EXERCISE PROMPT ▸
Your result should be every line of the records below that contains the word "item".

BEGIN EXERCISE DATA

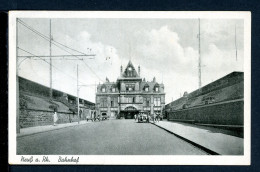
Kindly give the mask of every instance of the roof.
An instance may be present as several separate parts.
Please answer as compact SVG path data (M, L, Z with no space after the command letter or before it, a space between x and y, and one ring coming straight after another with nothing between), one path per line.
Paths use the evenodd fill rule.
M142 81L141 84L140 84L140 88L141 90L144 89L145 86L149 86L149 91L148 92L153 92L153 88L154 86L159 86L159 88L164 88L164 85L163 84L158 84L157 82L149 82L149 81Z
M26 83L23 84L23 83L22 83L23 81L25 81ZM31 85L31 86L34 86L34 88L35 88L35 86L36 86L37 88L42 88L42 89L44 89L44 91L47 90L47 94L49 94L49 89L50 89L49 87L47 87L47 86L45 86L45 85L42 85L42 84L39 84L39 83L37 83L37 82L31 81L31 80L28 80L28 79L23 78L23 77L21 77L21 76L19 76L19 84L20 84L20 88L22 88L23 91L29 91L30 93L32 93L33 91L27 90L28 88L26 88L28 85ZM38 91L39 89L35 89L35 90ZM74 97L74 98L77 97L77 96L68 94L68 93L66 93L66 92L63 92L63 91L60 91L60 90L56 90L56 89L52 89L52 91L53 91L53 92L60 92L60 93L66 94L66 95L71 96L71 97ZM46 96L47 96L47 95L46 95ZM82 98L80 98L80 100L84 100L85 102L87 102L87 103L89 103L89 104L95 104L95 103L93 103L93 102L90 102L90 101L85 100L85 99L82 99Z
M129 67L131 67L132 71L133 71L131 76L127 76L127 73L129 72L129 70L128 70ZM141 78L140 78L137 70L135 69L134 65L132 64L131 60L129 60L128 64L126 65L124 72L122 72L120 74L120 77L118 79L119 80L122 80L122 79L132 79L132 80L134 80L134 79L141 79Z
M181 109L184 104L187 104L189 107L204 105L204 99L207 97L213 97L215 102L243 98L243 74L243 72L232 72L205 85L201 88L201 91L195 90L190 93L187 98L181 97L166 106L170 106L173 109Z
M28 109L52 111L51 107L55 106L59 112L71 112L65 104L58 101L50 102L43 97L22 94L20 100L26 104Z

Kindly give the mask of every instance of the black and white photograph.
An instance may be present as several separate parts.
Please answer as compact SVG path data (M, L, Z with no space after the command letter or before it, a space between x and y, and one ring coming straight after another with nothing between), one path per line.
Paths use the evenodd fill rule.
M250 12L12 11L9 163L250 165Z

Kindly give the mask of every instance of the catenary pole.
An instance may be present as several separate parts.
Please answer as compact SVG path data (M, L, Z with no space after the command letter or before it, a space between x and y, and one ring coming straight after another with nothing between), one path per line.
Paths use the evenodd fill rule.
M51 19L50 19L50 100L52 100L52 59L51 59Z
M236 47L236 61L237 61L237 26L235 25L235 47Z
M201 88L201 56L200 56L200 19L199 19L199 89Z
M18 18L16 19L16 133L20 133L20 101L19 101L19 66L18 66Z
M78 123L80 122L79 119L79 67L77 64L77 106L78 106Z

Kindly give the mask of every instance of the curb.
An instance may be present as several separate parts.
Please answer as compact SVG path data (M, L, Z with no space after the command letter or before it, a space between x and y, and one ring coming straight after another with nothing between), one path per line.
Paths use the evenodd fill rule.
M88 124L88 123L85 123L85 124ZM80 124L80 125L85 125L85 124ZM49 131L55 131L55 130L60 130L60 129L64 129L64 128L74 127L74 126L79 126L79 125L71 125L71 126L65 126L65 127L60 127L60 128L54 128L54 129L51 129L51 130L44 130L44 131L39 131L39 132L29 133L29 134L24 134L24 135L16 135L16 138L31 136L31 135L35 135L35 134L39 134L39 133L46 133L46 132L49 132Z
M172 131L170 131L170 130L167 130L167 129L165 129L165 128L163 128L163 127L161 127L161 126L159 126L159 125L157 125L157 124L155 124L155 123L151 123L151 124L153 124L153 125L155 125L155 126L161 128L161 129L167 131L168 133L171 133L171 134L175 135L176 137L178 137L178 138L180 138L180 139L182 139L182 140L184 140L184 141L186 141L186 142L192 144L193 146L198 147L199 149L202 149L203 151L209 153L210 155L220 155L220 154L217 153L217 152L214 152L214 151L212 151L212 150L210 150L210 149L208 149L208 148L206 148L206 147L204 147L204 146L199 145L198 143L195 143L195 142L193 142L193 141L191 141L191 140L189 140L189 139L186 139L186 138L184 138L184 137L182 137L182 136L180 136L180 135L178 135L178 134L176 134L176 133L174 133L174 132L172 132Z

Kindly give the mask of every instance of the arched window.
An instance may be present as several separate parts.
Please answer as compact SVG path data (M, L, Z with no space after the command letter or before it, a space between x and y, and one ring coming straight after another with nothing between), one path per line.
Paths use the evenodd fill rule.
M132 76L133 76L133 69L132 69L132 67L128 67L128 68L127 68L127 75L128 75L129 77L132 77Z

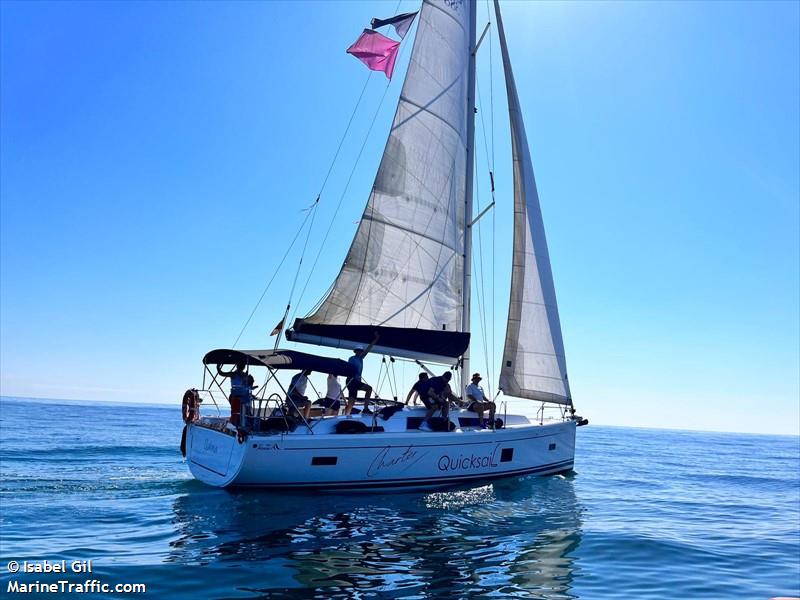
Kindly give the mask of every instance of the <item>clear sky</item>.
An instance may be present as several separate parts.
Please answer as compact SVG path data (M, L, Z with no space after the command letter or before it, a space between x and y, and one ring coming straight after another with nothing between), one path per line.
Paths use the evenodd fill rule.
M0 392L177 403L198 385L322 188L369 77L345 48L417 6L2 2ZM800 432L799 6L503 4L573 397L594 423ZM369 77L323 189L299 316L350 244L410 41L388 90ZM481 224L494 355L476 316L473 366L494 390L510 150L497 40L479 54L476 203L493 122L498 207ZM274 343L298 259L238 347Z

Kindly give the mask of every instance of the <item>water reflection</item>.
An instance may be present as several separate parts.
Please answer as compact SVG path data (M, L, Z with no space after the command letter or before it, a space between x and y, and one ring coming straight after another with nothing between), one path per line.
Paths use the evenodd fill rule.
M360 496L193 486L173 510L168 562L248 572L247 588L214 595L575 597L582 509L570 478Z

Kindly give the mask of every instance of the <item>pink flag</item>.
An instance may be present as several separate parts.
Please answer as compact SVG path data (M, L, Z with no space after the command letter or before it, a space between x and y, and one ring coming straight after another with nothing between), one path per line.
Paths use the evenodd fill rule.
M386 77L391 79L399 48L400 42L395 42L377 31L365 29L364 33L347 49L347 53L355 56L373 71L383 71L386 73Z

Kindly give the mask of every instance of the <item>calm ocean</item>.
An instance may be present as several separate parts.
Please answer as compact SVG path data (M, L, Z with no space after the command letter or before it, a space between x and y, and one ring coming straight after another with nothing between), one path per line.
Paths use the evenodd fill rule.
M178 406L2 399L0 595L87 579L153 598L800 595L800 438L590 425L566 478L295 495L194 481L182 425ZM43 560L92 572L9 573Z

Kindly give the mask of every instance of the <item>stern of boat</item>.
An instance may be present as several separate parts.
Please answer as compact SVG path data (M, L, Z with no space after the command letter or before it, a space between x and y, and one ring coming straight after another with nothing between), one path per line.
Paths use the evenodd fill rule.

END EXERCISE DATA

RESULT OF THIS EXERCISE ▸
Kindly give the mask of every instance of the <item>clear sky</item>.
Kindly give the mask of every instance of the <item>water reflection</item>.
Kindly give the mask of every instance of the <item>pink flag</item>.
Kindly give the mask of every instance of the <item>calm ocean</item>.
Kindly give the mask of every instance of the <item>stern of boat</item>.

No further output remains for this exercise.